- [Instructions to follow]: Each line from the first down to the one containing "Target: blurred dark leaf" should be returned exactly as it appears below.

___ Dataset records

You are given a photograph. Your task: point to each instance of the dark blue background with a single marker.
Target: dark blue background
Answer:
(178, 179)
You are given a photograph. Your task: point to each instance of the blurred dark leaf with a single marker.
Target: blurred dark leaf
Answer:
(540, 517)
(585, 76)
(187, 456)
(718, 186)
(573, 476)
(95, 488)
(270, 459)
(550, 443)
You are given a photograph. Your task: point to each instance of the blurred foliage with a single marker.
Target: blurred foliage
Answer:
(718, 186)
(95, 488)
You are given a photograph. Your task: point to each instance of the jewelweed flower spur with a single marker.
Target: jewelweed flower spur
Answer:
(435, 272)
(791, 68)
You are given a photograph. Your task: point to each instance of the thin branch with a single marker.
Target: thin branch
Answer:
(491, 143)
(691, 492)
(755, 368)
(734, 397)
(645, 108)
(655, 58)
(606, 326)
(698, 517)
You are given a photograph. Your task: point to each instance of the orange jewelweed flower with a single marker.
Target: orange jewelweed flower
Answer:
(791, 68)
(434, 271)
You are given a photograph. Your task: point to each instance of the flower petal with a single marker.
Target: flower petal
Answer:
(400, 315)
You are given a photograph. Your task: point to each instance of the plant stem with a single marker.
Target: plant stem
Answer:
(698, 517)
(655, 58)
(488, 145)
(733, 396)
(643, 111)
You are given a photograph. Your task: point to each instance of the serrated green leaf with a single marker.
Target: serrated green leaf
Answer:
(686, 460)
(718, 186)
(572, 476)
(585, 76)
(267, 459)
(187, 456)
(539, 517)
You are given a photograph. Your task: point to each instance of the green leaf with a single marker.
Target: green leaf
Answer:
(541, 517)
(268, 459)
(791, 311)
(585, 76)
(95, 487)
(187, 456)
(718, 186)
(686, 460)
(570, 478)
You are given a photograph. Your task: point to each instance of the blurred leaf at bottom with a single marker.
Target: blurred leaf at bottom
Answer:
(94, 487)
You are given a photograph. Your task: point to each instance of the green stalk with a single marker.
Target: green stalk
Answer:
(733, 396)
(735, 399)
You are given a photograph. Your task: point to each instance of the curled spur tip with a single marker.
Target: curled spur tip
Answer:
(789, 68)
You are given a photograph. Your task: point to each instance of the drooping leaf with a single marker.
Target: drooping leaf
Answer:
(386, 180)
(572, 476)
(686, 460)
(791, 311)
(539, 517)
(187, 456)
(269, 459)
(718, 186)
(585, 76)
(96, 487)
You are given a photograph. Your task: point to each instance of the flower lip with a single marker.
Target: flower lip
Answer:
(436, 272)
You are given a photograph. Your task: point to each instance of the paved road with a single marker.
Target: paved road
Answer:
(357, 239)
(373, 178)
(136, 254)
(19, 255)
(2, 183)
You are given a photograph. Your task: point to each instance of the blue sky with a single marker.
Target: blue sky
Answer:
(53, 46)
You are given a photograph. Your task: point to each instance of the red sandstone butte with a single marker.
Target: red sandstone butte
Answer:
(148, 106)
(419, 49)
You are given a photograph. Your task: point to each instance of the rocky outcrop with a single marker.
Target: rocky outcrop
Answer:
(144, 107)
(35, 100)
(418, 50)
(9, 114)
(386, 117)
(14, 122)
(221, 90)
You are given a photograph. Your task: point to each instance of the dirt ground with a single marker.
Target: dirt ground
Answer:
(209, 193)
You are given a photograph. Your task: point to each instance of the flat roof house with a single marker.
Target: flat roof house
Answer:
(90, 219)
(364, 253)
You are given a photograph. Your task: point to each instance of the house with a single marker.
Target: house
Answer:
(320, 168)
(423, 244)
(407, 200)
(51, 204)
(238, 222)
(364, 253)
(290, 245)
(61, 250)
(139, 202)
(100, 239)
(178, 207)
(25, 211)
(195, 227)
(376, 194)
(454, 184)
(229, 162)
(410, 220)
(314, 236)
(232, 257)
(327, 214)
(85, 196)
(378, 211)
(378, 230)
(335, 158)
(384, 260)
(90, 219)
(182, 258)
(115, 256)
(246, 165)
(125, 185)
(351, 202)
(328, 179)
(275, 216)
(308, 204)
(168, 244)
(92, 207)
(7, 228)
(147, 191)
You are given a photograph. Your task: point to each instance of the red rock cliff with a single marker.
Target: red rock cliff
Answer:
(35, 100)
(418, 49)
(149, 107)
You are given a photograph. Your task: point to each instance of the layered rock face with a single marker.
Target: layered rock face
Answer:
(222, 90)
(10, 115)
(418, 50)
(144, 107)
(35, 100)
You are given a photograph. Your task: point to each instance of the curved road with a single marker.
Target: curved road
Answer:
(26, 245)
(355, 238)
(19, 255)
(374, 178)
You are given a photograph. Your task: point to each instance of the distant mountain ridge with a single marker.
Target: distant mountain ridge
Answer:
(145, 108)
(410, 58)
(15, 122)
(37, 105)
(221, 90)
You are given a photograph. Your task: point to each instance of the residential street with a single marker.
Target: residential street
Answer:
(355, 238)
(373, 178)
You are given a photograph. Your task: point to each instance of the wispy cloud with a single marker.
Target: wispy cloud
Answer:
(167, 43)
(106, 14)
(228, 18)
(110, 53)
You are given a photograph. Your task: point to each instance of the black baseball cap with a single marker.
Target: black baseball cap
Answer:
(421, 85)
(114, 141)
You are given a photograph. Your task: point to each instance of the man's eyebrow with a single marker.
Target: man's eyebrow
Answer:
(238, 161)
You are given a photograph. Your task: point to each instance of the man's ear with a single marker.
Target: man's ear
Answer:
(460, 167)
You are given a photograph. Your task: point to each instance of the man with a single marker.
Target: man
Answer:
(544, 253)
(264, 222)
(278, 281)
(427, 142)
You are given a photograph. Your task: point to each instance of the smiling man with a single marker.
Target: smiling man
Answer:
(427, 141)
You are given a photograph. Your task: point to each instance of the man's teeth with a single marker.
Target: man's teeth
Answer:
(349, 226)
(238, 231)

______

- [Task solution]:
You are given a photograph. Your task: point to each instance of the dark blue background with a single marker.
Target: dark blue background
Answer:
(178, 179)
You are given a photograph. Your task: point to each instance of the blurred dark leaf with a single marker.
Target: blurred dark leaf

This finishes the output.